Exercise brief: Please write out everything from the line containing "Prove it: the gravel" down to the end of the records, keeping every line. Scale each bounding-box coordinate in the answers by 0.2 and round it to a whole number, with halves going up, but leave the sample box in the other line unchanged.

Saved data entries:
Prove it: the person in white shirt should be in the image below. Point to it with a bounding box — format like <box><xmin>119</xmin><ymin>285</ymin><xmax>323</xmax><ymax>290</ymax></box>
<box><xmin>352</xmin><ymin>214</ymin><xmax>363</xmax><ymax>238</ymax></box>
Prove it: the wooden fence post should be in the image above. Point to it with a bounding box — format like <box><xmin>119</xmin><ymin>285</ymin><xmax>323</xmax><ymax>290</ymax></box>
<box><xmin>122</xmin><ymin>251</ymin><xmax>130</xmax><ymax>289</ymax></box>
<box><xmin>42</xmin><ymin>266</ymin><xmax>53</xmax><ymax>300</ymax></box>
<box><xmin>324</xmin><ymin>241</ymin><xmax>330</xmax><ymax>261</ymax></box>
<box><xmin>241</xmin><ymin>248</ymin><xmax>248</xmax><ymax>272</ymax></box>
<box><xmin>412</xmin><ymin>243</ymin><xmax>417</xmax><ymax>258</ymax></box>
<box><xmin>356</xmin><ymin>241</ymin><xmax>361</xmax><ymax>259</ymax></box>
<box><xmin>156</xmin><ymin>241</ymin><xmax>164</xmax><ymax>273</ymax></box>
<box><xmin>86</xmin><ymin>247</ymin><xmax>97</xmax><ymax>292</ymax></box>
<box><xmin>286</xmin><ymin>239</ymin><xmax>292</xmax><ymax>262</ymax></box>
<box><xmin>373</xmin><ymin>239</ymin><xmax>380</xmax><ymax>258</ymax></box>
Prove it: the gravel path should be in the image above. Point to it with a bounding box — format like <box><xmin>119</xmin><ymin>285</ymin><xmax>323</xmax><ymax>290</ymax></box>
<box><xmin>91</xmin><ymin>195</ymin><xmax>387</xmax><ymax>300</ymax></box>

Correct answer:
Prove it: the gravel path should be in the image above. Point to it with a bounding box — format like <box><xmin>119</xmin><ymin>285</ymin><xmax>323</xmax><ymax>290</ymax></box>
<box><xmin>18</xmin><ymin>39</ymin><xmax>77</xmax><ymax>60</ymax></box>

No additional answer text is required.